Excerpted text

══════════════════════════════

Tuesday, May 5, 2015

My office

Dear Reva,

I’m celebrating a big anniversary this week. Two years ago, I self-published The Hole in the Middle. I didn’t really choose self-publishing. I did it because I couldn’t get anyone to take me seriously as a writer in the traditional publishing business.

This week, my publisher is shipping a brand-new edition to bookstores across the country, with a quote on the front from a famous writer who also happens to be a new friend (we met at a literary festival last summer). It’s so amazing and weird that Kobo asked me to write a blog about it.

But honestly, when I look back at everything that’s happened? The self-publishing, and the crazy internet sensation, and the Canadian book deal, and the U.S. book deal, and the marriage breakdown – all of it connected, all of it complicated and bittersweet – do you know what strikes me the most?

I can’t believe how f***ing brave I was. I’m so proud of that. I’m a fairly shy person, all evidence to the contrary. I used to have a phobia about public speaking. I used to have an almost crippling anxiety about what people thought of me. The biggest obstacle to my success with the book, from the beginning, was my own fear.

══════════════════════════════

Set of tasks
A: Answer these from the letter to Reva:
(i) How long ago was The Hole in the Middle self-published?
(ii) Where did the writer meet the famous writer whose quote is on the new edition?
(iii) What does the writer name as the biggest obstacle to success with the book?
B: Copy the stretch of the letter to Reva from "I’m celebrating a" through "traditional publishing business.", word for word.

Given entries
══════════════════════════════

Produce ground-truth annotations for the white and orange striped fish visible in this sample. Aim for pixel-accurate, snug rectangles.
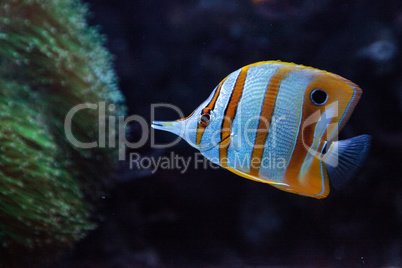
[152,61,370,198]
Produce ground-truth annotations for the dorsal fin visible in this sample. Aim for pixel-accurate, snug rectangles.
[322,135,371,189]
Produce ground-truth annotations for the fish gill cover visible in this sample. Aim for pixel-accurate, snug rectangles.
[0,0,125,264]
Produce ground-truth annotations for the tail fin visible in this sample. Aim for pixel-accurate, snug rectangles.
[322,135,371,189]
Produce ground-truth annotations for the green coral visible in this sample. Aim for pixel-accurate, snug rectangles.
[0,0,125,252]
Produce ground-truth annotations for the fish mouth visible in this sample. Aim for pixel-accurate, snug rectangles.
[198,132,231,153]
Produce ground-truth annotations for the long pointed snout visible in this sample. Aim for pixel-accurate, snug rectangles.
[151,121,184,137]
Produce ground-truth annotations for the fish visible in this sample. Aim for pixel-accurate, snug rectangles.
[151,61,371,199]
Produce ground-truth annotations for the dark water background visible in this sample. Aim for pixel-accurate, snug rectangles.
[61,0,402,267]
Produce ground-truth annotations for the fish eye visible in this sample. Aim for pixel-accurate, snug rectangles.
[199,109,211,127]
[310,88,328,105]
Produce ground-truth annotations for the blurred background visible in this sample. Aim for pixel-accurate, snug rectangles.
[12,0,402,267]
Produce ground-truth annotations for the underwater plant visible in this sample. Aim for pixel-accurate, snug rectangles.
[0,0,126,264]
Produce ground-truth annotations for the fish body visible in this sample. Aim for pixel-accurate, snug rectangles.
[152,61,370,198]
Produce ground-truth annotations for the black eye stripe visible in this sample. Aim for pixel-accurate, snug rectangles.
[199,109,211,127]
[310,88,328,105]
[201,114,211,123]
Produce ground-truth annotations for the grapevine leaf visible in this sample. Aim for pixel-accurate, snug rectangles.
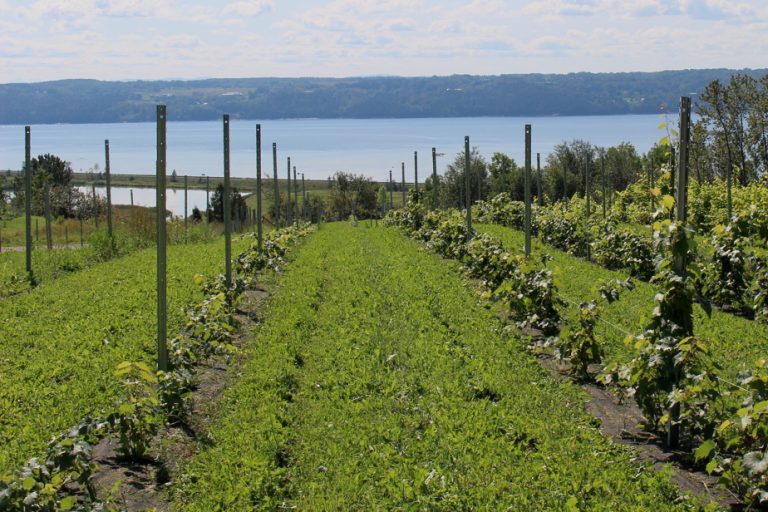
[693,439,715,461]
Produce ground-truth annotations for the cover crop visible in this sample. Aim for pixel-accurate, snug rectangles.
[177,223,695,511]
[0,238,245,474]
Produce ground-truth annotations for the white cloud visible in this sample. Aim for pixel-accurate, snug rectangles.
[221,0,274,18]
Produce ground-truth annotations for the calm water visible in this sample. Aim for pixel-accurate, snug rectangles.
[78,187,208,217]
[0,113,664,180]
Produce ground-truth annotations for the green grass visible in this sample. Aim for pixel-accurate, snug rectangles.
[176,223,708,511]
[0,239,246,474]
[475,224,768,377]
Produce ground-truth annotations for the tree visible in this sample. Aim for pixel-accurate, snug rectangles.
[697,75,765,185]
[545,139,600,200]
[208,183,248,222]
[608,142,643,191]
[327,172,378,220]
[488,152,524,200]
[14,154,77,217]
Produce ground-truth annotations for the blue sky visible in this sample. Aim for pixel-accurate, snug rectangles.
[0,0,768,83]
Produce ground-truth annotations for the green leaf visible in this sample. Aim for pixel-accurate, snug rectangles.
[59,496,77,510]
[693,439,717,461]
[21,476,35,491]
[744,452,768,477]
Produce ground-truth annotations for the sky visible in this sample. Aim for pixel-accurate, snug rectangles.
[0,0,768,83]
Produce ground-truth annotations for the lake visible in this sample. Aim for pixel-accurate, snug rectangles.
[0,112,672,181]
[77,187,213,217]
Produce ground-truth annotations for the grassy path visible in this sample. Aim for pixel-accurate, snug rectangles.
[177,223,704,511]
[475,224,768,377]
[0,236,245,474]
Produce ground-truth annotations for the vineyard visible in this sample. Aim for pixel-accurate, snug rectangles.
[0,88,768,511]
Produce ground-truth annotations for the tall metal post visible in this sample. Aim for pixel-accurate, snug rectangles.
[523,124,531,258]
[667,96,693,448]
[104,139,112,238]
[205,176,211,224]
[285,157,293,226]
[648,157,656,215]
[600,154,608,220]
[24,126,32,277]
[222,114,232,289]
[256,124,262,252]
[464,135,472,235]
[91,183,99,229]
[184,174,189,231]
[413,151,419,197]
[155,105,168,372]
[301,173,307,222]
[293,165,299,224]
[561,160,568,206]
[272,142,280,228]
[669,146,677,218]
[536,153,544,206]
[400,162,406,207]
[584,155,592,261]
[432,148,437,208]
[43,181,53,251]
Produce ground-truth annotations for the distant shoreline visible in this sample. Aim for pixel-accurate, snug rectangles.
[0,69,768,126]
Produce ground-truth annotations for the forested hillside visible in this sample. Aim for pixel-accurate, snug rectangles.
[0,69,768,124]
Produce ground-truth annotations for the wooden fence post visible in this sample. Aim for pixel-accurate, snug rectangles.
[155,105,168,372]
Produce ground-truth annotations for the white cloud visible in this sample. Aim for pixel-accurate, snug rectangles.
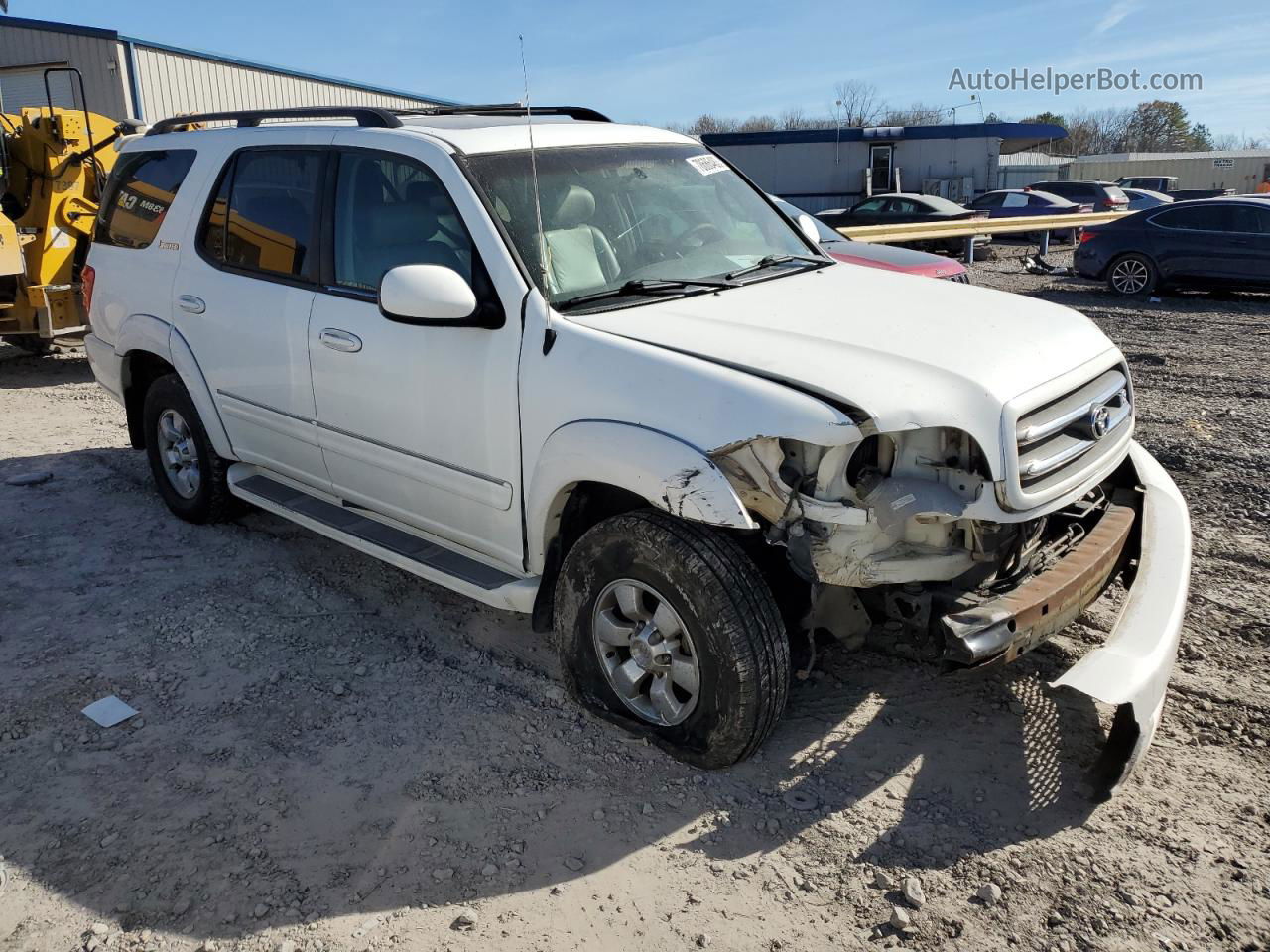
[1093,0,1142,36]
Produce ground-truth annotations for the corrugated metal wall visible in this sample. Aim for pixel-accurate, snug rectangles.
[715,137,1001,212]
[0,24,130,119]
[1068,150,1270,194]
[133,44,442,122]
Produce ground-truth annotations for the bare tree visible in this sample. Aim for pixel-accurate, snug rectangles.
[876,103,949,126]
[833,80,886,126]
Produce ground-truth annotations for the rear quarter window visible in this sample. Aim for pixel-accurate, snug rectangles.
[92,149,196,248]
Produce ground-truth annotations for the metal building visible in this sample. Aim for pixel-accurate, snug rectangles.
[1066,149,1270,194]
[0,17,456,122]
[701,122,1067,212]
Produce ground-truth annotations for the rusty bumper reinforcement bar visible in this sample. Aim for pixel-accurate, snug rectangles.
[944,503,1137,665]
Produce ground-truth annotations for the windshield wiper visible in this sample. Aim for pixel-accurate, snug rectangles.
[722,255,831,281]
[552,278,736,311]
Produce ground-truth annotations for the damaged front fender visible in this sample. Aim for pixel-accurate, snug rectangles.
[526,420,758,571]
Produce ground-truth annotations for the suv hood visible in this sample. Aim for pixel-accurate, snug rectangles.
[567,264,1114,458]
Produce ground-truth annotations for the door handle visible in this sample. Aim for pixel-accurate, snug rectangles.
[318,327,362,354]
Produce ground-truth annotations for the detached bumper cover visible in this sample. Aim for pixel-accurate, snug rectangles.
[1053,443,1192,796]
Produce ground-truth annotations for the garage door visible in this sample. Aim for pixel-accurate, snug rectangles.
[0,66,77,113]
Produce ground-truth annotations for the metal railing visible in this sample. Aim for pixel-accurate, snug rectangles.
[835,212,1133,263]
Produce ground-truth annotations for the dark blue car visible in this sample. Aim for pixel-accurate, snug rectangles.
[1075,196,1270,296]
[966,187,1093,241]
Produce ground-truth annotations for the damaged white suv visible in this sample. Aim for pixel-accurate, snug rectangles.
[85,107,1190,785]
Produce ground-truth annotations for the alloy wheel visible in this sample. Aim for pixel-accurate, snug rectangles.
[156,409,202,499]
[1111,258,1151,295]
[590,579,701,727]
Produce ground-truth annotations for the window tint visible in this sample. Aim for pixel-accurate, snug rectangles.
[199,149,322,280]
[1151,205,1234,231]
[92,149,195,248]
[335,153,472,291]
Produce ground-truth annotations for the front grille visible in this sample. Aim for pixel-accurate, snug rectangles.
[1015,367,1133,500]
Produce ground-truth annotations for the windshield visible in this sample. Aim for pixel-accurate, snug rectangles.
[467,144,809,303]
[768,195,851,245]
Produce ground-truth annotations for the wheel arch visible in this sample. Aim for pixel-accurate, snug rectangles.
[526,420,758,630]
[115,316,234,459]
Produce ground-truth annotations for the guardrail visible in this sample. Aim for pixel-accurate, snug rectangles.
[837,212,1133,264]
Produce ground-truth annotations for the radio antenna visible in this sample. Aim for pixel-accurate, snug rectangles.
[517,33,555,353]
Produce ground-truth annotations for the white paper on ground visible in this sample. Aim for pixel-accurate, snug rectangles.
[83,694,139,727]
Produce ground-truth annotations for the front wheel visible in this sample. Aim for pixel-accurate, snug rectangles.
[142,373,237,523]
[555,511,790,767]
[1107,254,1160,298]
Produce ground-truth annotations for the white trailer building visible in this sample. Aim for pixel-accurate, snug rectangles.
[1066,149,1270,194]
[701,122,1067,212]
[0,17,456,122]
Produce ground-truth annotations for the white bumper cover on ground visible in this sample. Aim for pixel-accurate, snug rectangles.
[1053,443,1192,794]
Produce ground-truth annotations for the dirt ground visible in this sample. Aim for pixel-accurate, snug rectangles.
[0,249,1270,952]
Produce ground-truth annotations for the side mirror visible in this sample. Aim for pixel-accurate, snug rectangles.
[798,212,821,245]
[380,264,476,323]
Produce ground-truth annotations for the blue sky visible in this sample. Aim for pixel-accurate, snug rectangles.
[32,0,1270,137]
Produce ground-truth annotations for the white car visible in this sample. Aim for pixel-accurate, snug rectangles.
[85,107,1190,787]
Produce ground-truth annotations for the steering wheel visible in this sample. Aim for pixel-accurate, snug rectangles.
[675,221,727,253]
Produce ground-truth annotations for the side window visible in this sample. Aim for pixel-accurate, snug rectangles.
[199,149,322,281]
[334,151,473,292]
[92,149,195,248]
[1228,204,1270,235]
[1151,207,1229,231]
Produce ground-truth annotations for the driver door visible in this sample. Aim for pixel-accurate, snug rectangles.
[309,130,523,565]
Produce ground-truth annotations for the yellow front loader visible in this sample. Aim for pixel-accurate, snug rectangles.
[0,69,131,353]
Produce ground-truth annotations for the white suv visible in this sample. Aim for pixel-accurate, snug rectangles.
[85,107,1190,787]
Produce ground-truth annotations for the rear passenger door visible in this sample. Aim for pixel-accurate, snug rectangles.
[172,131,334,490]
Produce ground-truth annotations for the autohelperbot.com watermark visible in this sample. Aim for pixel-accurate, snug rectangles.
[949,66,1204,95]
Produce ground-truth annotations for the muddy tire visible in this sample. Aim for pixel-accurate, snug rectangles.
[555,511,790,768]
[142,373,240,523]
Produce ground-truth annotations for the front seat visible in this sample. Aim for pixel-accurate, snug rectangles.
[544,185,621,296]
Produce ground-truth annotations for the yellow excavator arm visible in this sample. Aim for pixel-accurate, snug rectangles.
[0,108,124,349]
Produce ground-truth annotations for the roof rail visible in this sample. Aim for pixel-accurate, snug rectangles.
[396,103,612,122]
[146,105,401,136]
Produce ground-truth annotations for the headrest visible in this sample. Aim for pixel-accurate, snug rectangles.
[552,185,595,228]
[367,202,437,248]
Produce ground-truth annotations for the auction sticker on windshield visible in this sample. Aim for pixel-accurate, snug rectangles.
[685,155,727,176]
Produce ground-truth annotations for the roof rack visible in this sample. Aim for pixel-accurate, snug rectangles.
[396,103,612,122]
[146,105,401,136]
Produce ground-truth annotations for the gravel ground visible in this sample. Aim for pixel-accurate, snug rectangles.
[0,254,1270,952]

══════════════════════════════

Responses for each task
A:
(i) Two years ago.
(ii) At a literary festival last summer.
(iii) The writer's own fear.

B:
I’m celebrating a big anniversary this week. Two years ago, I self-published The Hole in the Middle. I didn’t really choose self-publishing. I did it because I couldn’t get anyone to take me seriously as a writer in the traditional publishing business.